*Task to complete*. In everything from the line containing "Presence verification: does any blue" down to the line containing "40, 433, 640, 853", replace "patterned rug" with "striped rug" and leave the rest of the material unchanged.
____
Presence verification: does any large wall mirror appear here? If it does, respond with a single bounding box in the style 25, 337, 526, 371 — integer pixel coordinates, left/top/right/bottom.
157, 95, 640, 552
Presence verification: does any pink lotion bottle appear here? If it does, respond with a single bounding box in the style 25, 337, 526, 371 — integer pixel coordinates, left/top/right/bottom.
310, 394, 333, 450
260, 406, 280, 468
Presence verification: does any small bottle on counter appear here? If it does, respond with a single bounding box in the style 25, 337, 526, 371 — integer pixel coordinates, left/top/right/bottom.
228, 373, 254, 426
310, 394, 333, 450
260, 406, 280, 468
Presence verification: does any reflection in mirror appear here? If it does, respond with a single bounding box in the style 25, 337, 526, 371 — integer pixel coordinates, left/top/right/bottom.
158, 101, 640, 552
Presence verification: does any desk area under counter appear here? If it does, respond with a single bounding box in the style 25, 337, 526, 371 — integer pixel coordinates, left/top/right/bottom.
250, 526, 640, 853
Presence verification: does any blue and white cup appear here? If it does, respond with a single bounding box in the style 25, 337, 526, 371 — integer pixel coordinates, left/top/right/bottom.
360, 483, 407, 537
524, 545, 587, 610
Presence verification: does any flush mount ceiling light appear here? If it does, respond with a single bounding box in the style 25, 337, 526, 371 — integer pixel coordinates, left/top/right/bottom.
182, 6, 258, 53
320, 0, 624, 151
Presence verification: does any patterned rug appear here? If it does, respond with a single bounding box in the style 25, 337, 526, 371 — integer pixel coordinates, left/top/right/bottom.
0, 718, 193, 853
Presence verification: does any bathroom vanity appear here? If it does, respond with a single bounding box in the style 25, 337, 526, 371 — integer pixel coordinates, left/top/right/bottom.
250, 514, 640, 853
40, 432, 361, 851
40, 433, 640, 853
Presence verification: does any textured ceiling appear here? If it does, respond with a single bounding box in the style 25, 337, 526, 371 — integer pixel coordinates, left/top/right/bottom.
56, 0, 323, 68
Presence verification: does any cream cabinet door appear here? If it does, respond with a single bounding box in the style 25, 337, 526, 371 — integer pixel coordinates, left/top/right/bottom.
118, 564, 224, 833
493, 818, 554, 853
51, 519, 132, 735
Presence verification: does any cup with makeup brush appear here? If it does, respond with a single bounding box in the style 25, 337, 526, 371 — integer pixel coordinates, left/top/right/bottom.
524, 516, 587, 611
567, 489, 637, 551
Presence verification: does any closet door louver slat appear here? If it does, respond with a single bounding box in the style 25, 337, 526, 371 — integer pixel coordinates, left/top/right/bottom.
____
*Correct answer*.
Presence verification: does any blue and white cup appear here? If it does, respond with a single bounding box in the style 25, 337, 526, 371 — integer pixel coordinates, left/top/right/bottom.
360, 483, 407, 537
524, 545, 587, 610
Presence verification: does any flush mount ceiling light appear here? If it does, respond with a single bounding box in the style 25, 337, 526, 371 — integer pixel coordinates, left/top/right/bottom.
182, 6, 258, 53
320, 0, 624, 151
Presence verification: does any striped rug appear here? If it does, respond with a single bounding box in the style 25, 337, 526, 371 — integer pixel coordinates, left/top/right/bottom.
0, 718, 193, 853
Presence verification: does any bathroom vanity appear here? If it does, respond with a single bounding box in the style 25, 337, 526, 371 — integer pixel coordinates, left/top/right/bottom.
250, 514, 640, 853
40, 432, 361, 851
40, 433, 640, 853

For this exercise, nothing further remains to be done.